**Source material**.

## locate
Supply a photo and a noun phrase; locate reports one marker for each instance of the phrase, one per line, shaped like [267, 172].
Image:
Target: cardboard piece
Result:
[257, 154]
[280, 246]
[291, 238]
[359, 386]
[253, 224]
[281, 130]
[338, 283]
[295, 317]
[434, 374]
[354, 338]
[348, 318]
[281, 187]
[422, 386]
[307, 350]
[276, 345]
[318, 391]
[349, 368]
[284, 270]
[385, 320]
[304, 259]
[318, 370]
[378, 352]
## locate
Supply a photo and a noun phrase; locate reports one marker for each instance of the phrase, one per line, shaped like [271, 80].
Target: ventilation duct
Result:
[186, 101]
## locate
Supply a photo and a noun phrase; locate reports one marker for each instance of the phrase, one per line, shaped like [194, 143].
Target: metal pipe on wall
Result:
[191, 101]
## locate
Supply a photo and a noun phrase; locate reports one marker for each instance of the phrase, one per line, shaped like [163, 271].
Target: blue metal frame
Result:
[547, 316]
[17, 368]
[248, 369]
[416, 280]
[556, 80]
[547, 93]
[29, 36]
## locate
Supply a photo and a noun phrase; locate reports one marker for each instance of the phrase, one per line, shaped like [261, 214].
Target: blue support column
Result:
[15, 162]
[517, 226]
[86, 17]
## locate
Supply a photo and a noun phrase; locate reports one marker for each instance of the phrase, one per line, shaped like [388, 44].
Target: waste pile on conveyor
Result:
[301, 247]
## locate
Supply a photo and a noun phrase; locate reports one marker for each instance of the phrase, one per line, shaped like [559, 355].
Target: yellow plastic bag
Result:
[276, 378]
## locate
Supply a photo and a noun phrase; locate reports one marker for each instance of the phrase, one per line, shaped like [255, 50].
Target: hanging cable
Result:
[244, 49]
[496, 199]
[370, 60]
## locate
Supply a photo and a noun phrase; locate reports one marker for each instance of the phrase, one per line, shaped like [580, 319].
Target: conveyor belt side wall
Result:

**What you need to do**. State the number of lines holding the word "Target" in the listing. Add nothing else.

**Final answer**. 9